_ACTION ITEM_. Please restate the data that follows, leaving every word in place.

[[ GIVEN INFORMATION, beginning ]]

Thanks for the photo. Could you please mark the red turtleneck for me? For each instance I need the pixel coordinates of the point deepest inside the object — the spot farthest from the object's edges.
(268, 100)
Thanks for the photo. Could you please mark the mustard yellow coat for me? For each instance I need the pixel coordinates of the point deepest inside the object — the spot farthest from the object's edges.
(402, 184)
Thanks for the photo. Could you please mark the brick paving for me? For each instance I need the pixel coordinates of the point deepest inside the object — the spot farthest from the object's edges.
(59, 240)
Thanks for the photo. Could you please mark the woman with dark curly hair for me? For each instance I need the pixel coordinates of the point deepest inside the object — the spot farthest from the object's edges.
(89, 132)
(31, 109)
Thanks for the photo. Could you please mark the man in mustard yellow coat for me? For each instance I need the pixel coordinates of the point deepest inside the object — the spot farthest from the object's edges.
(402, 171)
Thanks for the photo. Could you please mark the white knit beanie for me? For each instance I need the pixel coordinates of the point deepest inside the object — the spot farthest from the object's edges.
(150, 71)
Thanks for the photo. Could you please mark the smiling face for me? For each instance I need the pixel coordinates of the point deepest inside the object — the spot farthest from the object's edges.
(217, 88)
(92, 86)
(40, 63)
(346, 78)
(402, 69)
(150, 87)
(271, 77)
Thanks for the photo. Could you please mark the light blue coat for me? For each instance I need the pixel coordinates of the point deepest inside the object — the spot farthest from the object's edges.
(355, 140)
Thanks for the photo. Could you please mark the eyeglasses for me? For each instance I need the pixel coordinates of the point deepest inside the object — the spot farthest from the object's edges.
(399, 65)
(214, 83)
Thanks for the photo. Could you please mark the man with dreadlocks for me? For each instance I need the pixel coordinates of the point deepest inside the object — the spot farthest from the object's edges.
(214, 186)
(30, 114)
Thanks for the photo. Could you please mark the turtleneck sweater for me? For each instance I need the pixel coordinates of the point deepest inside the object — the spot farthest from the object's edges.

[[ GIVEN INFORMATION, end ]]

_RESULT OF THIS TASK_.
Thanks for the photo. Could you please mark the red turtleneck for me? For each instance I need the pixel coordinates of the point deepest inside the object — the spot farthest from the object's edges.
(268, 100)
Thanks for the photo. Could you please mark the mustard yellow coat for me? For each instance I need the pixel coordinates of the point deepest inside the object — the spot farthest from the object's edges.
(402, 184)
Thanks for the photo. Could you please mark the brick paving for me? For each instance I need the pixel coordinates of the point deepest inside the object — the spot farthest from the object's edges.
(59, 240)
Thanks for the photo. Could you please mark the woman with dark curly hair for me? For each instance I need the pixel coordinates of the point deepest inside the object — the spot farthest from the object's edges.
(89, 132)
(31, 109)
Thanks for the photo. Could you please mark the man in mustard yellow coat for me? For each instance I need the pixel coordinates of the point deepest inside the object — the spot farthest from the object's edges.
(402, 171)
Thanks for the photo. Could you please mark the white knit beanie for me? For each instance I need the pixel coordinates of the point deepest inside the object — the spot farthest from the object's edges.
(150, 71)
Thanks for the photo. Could you please mark the smiling face for me? For each instance I need the pixel coordinates of the point deepest inside the object — the spot farthest from the object's edges.
(217, 88)
(92, 86)
(40, 63)
(346, 78)
(402, 69)
(150, 87)
(271, 77)
Thanks for the photo. Could you please mark the light blue coat for me? For each instance I need the pixel coordinates of the point deepest inside the object — the spot farthest from the object's edges.
(355, 140)
Thanks for the photo. Could you please mark the eyeglasses for me? For each instance I need the pixel coordinates of the point deepest inside the object — the spot farthest from the object's edges.
(399, 65)
(214, 83)
Thanks for the photo. Could you please mark the man with dreadlocks for me? For each instance I need the pixel coordinates of the point deepest inside the object — the spot farthest from the object's edges.
(214, 186)
(30, 114)
Thanks for the photo. Could you please mark the turtleneck sweater for me? For each instance I need the pixel coordinates of the point deepest inside the object — the spot farthest from the object's edges.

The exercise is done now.